## RECORD EXCERPTS
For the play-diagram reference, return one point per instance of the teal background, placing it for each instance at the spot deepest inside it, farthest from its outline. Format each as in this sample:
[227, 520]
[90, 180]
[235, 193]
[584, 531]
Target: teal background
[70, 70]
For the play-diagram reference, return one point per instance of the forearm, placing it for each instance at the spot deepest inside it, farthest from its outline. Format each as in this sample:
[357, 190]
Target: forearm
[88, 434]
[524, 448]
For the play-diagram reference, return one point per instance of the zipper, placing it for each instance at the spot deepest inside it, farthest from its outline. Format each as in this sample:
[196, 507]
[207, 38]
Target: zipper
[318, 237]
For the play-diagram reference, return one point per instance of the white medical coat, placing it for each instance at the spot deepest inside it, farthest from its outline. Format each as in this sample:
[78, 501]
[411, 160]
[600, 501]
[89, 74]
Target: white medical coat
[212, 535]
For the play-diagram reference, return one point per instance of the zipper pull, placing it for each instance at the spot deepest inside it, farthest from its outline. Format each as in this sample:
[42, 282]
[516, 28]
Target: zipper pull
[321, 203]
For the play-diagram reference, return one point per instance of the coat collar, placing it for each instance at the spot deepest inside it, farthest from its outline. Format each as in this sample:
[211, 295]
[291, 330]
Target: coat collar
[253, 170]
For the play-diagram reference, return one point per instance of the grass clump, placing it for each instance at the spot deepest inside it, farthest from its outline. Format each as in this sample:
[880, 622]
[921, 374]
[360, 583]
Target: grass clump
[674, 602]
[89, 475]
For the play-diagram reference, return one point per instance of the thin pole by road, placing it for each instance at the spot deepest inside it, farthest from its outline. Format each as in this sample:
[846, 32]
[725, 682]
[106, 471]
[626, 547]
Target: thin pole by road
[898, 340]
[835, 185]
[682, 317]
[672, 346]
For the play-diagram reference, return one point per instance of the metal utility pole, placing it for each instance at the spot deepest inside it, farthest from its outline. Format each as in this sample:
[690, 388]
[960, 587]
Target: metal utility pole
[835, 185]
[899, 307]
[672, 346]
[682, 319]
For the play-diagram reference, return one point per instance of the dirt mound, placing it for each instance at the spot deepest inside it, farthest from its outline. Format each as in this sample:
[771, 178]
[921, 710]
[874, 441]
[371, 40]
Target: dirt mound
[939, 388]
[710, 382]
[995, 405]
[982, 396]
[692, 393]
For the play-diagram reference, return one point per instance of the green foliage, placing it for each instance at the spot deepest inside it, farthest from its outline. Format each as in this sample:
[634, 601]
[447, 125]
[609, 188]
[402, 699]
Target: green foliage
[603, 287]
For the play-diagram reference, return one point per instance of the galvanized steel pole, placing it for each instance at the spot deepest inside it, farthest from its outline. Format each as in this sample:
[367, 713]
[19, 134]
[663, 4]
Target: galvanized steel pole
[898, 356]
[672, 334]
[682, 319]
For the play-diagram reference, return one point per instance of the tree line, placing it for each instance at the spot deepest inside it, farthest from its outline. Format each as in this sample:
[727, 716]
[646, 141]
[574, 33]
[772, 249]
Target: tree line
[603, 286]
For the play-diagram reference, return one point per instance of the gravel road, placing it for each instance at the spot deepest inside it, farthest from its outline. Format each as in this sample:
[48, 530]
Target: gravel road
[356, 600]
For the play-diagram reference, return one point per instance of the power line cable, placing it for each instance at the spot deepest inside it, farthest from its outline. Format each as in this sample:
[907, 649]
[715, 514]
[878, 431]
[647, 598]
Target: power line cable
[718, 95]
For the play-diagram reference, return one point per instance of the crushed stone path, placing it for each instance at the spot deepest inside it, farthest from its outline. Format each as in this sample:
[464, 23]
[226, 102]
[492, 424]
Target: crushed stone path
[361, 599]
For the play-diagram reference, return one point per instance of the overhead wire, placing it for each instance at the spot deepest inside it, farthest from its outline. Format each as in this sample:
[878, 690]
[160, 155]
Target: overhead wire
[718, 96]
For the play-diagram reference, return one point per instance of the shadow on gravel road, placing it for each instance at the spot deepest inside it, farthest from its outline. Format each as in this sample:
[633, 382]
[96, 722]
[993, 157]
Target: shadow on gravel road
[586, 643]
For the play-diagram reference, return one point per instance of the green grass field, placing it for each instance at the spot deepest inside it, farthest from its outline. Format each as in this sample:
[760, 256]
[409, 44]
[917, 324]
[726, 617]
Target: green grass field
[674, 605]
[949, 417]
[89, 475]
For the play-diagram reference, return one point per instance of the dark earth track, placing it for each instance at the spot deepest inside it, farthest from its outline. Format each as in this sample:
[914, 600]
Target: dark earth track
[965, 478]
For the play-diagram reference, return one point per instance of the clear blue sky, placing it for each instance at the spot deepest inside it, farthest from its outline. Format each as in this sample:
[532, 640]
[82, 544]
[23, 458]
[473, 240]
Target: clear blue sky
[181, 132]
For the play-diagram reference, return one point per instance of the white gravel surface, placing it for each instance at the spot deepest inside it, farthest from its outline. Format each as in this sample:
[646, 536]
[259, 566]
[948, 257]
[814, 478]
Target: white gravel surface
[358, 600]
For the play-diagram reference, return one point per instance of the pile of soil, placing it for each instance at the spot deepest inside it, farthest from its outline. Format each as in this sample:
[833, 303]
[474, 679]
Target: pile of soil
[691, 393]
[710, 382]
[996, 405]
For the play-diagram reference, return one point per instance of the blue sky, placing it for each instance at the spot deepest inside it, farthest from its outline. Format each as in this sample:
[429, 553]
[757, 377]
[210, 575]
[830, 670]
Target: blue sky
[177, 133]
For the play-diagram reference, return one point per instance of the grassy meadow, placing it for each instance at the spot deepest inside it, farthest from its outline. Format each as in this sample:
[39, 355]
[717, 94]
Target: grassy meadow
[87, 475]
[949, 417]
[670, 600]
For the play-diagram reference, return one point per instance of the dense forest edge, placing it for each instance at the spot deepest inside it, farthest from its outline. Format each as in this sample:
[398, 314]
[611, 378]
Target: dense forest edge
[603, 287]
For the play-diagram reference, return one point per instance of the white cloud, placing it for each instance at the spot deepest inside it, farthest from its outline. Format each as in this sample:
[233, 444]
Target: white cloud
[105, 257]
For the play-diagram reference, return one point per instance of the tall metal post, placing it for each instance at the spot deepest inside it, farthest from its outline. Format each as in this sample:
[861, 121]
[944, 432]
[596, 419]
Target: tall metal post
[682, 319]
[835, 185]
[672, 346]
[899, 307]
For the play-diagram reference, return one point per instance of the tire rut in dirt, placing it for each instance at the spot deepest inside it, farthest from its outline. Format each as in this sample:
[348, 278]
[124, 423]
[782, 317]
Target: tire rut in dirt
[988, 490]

## EXERCISE
Reproduce every line from the one containing "of the tire" through the end of the records, including the requests. Multiply each coordinate in the answer points by 0.35, rounding to whole numbers with halves going up, and leave all numbers in the requests and their format samples as they are.

## FINAL ANSWER
For the play-diagram reference, return one point per instance of the tire rut in dirt, placing it for each instance at the spot deepest inside it, farthest from its outline. Format each as in this sample:
[348, 278]
[124, 423]
[782, 317]
Target: tire rut in dirt
[346, 172]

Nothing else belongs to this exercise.